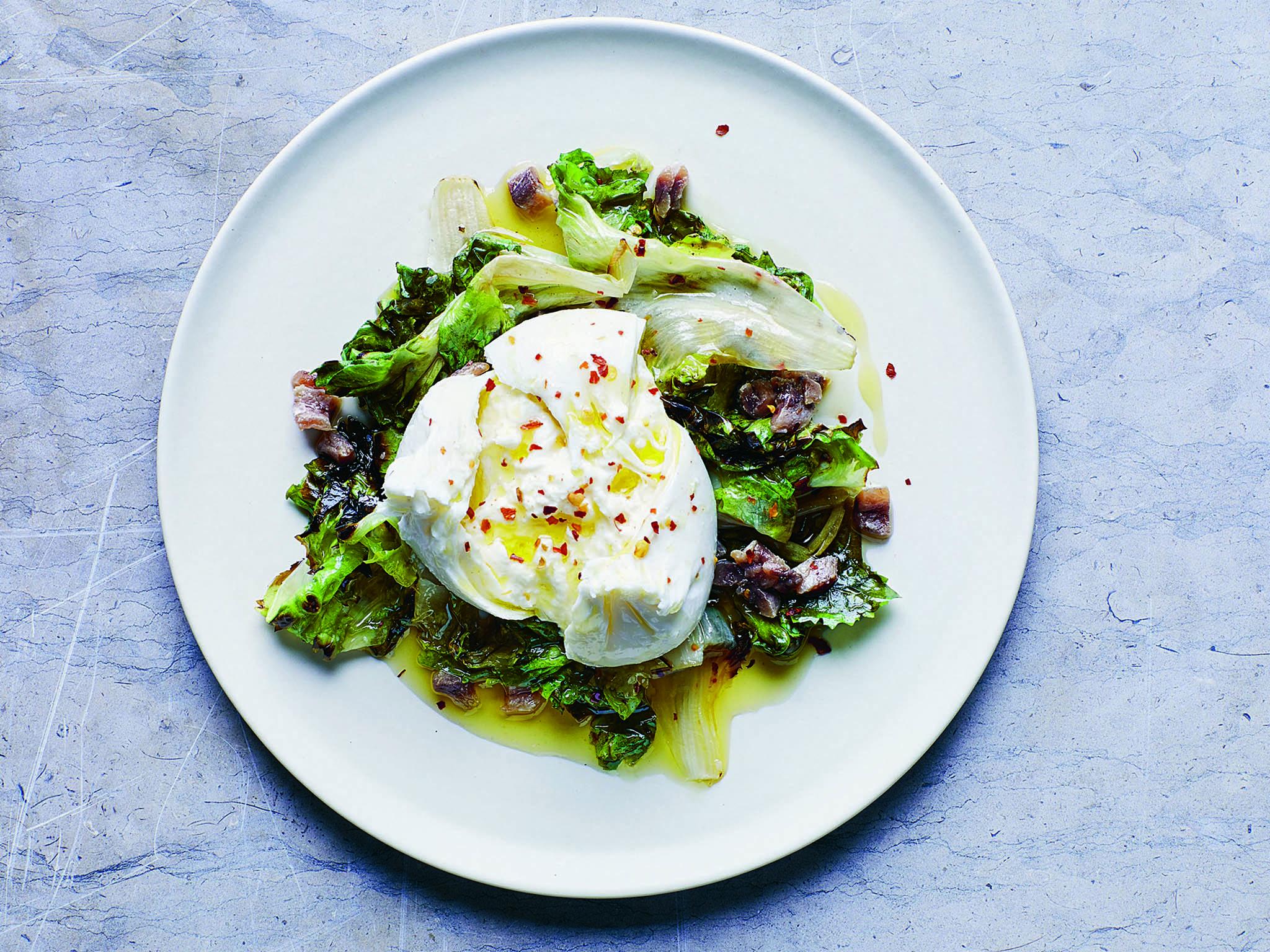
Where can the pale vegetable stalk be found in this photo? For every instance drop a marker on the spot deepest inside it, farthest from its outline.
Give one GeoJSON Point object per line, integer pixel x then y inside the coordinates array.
{"type": "Point", "coordinates": [686, 705]}
{"type": "Point", "coordinates": [458, 213]}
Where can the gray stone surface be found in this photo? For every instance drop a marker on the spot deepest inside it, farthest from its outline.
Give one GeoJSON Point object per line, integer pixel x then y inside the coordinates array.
{"type": "Point", "coordinates": [1106, 787]}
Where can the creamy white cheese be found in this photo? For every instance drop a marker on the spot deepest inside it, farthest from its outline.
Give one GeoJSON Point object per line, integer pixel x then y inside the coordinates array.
{"type": "Point", "coordinates": [557, 487]}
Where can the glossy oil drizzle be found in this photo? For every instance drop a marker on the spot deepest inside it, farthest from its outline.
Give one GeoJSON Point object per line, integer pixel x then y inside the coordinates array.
{"type": "Point", "coordinates": [540, 230]}
{"type": "Point", "coordinates": [556, 734]}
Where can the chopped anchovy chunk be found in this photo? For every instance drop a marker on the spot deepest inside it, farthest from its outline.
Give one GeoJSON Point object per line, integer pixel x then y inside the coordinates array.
{"type": "Point", "coordinates": [668, 191]}
{"type": "Point", "coordinates": [871, 513]}
{"type": "Point", "coordinates": [757, 399]}
{"type": "Point", "coordinates": [521, 702]}
{"type": "Point", "coordinates": [455, 690]}
{"type": "Point", "coordinates": [814, 574]}
{"type": "Point", "coordinates": [335, 446]}
{"type": "Point", "coordinates": [760, 599]}
{"type": "Point", "coordinates": [527, 192]}
{"type": "Point", "coordinates": [311, 405]}
{"type": "Point", "coordinates": [474, 368]}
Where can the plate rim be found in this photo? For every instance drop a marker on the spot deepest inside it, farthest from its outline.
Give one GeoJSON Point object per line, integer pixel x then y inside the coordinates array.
{"type": "Point", "coordinates": [831, 818]}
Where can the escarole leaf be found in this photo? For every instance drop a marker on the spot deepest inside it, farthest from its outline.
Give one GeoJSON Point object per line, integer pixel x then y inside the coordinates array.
{"type": "Point", "coordinates": [481, 649]}
{"type": "Point", "coordinates": [390, 362]}
{"type": "Point", "coordinates": [703, 309]}
{"type": "Point", "coordinates": [515, 286]}
{"type": "Point", "coordinates": [858, 593]}
{"type": "Point", "coordinates": [769, 499]}
{"type": "Point", "coordinates": [620, 196]}
{"type": "Point", "coordinates": [606, 188]}
{"type": "Point", "coordinates": [620, 741]}
{"type": "Point", "coordinates": [432, 323]}
{"type": "Point", "coordinates": [355, 587]}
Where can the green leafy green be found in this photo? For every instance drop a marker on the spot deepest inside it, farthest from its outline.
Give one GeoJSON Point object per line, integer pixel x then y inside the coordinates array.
{"type": "Point", "coordinates": [614, 188]}
{"type": "Point", "coordinates": [620, 741]}
{"type": "Point", "coordinates": [469, 324]}
{"type": "Point", "coordinates": [858, 593]}
{"type": "Point", "coordinates": [481, 649]}
{"type": "Point", "coordinates": [355, 587]}
{"type": "Point", "coordinates": [390, 362]}
{"type": "Point", "coordinates": [618, 195]}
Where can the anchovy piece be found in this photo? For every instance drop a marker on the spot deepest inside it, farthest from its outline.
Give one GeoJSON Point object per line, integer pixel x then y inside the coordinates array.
{"type": "Point", "coordinates": [668, 192]}
{"type": "Point", "coordinates": [527, 192]}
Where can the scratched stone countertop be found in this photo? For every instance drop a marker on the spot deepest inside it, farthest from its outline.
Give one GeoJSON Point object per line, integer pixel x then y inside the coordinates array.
{"type": "Point", "coordinates": [1108, 785]}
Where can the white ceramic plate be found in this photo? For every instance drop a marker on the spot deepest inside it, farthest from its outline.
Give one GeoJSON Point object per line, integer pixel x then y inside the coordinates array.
{"type": "Point", "coordinates": [806, 172]}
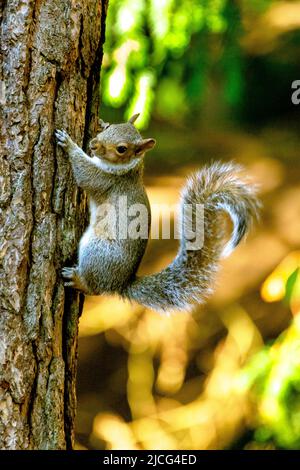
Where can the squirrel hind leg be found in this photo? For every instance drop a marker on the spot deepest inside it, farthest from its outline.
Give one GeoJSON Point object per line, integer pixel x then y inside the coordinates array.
{"type": "Point", "coordinates": [74, 279]}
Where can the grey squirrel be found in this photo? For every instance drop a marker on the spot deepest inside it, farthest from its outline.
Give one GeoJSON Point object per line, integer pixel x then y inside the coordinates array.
{"type": "Point", "coordinates": [109, 264]}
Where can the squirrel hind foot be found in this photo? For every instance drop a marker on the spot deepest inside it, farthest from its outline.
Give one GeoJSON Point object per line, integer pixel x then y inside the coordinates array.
{"type": "Point", "coordinates": [74, 279]}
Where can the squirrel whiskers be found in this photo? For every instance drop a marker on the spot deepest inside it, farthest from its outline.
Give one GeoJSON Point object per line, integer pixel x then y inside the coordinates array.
{"type": "Point", "coordinates": [108, 264]}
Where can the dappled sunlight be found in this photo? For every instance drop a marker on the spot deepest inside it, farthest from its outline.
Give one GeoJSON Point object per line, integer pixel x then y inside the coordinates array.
{"type": "Point", "coordinates": [183, 387]}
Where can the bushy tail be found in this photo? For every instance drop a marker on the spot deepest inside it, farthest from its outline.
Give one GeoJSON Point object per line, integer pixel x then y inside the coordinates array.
{"type": "Point", "coordinates": [189, 278]}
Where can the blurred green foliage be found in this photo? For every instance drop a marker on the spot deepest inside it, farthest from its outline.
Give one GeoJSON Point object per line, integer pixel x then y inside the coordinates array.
{"type": "Point", "coordinates": [273, 377]}
{"type": "Point", "coordinates": [159, 54]}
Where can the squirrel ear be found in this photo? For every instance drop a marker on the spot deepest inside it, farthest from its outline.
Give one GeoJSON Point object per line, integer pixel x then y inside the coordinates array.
{"type": "Point", "coordinates": [134, 118]}
{"type": "Point", "coordinates": [102, 125]}
{"type": "Point", "coordinates": [145, 145]}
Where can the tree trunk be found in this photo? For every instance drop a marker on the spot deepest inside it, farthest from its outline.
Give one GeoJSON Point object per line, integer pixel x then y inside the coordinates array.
{"type": "Point", "coordinates": [51, 54]}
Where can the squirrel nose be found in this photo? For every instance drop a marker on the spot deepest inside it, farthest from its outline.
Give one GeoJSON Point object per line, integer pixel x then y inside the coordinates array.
{"type": "Point", "coordinates": [93, 144]}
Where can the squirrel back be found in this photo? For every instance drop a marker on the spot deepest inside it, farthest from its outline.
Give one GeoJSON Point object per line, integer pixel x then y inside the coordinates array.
{"type": "Point", "coordinates": [189, 278]}
{"type": "Point", "coordinates": [109, 264]}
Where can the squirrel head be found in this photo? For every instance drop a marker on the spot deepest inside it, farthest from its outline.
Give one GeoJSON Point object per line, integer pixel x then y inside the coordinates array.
{"type": "Point", "coordinates": [120, 144]}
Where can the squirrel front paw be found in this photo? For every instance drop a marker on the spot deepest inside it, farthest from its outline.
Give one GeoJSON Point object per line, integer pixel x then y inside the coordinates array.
{"type": "Point", "coordinates": [63, 139]}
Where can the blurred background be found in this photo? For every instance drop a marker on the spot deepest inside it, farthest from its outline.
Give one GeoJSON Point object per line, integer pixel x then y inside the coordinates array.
{"type": "Point", "coordinates": [213, 81]}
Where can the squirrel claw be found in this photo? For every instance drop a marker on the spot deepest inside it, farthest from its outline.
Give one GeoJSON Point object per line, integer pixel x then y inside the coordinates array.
{"type": "Point", "coordinates": [68, 273]}
{"type": "Point", "coordinates": [62, 137]}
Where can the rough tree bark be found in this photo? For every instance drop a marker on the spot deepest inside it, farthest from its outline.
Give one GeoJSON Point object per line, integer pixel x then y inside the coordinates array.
{"type": "Point", "coordinates": [51, 54]}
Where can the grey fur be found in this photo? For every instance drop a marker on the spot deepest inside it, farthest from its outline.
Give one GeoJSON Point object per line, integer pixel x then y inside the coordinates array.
{"type": "Point", "coordinates": [110, 265]}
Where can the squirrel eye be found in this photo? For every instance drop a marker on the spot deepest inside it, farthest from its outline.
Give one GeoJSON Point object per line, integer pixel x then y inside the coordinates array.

________________________________________

● **What you have to do**
Only one number is wanted: how many lines in the records above contain the string "hind".

● **Finished exercise**
2